Reproduce the lines of the listing below without any changes, beginning with the line that contains "of the tattooed" and stopping after the line that contains "[(715, 195), (269, 331)]".

Stored items:
★ ★ ★ ★ ★ ★ ★

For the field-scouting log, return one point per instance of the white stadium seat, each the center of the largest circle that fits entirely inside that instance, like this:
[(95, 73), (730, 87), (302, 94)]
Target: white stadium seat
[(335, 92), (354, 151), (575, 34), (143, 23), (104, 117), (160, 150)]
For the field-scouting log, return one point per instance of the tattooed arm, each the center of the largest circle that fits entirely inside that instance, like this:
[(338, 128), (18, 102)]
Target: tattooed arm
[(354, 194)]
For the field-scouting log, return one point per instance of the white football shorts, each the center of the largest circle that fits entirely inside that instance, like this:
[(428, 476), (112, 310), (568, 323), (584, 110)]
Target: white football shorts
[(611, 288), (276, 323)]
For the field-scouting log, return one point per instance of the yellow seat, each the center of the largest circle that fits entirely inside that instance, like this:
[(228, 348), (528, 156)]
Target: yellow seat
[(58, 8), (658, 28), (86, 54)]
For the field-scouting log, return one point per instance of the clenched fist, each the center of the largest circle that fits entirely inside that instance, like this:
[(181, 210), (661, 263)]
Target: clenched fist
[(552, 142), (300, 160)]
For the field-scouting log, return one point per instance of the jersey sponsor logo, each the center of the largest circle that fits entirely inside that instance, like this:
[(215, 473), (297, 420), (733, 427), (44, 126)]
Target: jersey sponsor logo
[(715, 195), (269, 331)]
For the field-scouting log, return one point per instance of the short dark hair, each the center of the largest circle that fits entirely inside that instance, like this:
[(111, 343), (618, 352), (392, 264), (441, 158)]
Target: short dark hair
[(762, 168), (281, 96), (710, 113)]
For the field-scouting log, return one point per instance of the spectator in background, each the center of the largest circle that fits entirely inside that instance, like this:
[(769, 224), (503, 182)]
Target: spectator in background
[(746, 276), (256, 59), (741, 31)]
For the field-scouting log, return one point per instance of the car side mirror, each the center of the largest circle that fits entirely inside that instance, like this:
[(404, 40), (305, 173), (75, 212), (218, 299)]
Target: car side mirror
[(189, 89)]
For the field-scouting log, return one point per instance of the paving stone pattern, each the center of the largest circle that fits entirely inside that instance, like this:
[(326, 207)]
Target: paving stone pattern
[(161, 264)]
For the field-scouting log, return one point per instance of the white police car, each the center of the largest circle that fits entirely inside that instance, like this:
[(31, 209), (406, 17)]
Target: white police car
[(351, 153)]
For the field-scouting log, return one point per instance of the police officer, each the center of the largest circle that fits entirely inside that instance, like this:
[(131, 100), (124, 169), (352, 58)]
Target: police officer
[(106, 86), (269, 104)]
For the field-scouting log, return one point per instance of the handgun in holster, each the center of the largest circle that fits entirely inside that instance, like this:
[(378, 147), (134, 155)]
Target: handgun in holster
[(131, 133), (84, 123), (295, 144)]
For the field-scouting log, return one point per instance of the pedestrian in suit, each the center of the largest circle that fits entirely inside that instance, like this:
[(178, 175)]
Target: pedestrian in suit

★ ★ ★ ★ ★ ★ ★

▶ **RESPONSE TO THE TASK**:
For the field-scouting log, return one point per instance of the tattooed arm, each the center of the largest circle that fits entirely inside that instance, like this:
[(338, 128), (18, 102)]
Target: tattooed arm
[(354, 194)]
For the field-scouting log, return one point per instance of the white football shorts, each the center of the largest circle that fits entirely inside that instance, like this:
[(428, 476), (112, 310), (568, 323), (584, 110)]
Target: white football shorts
[(611, 288), (276, 323)]
For the field-scouting log, return one point per instance of the yellow seat, each the center of the largest circle that fits entirely inside that instance, like this:
[(228, 348), (528, 156)]
Target: yellow seat
[(58, 8), (658, 28), (86, 54)]
For the field-scouting log, return one point per instance of the clenched fist, each the center of the largest circle that fits entirely inside that instance, like this:
[(181, 210), (661, 263)]
Target: clenched fist
[(552, 142), (300, 160)]
For the field-scouting log, return one point per instance of the jersey sponsor logo, each the center of the largest circle that fits entirely inside that instance, like this:
[(215, 473), (297, 420), (733, 427), (44, 126)]
Target: jersey sponsor logo
[(715, 195), (269, 331)]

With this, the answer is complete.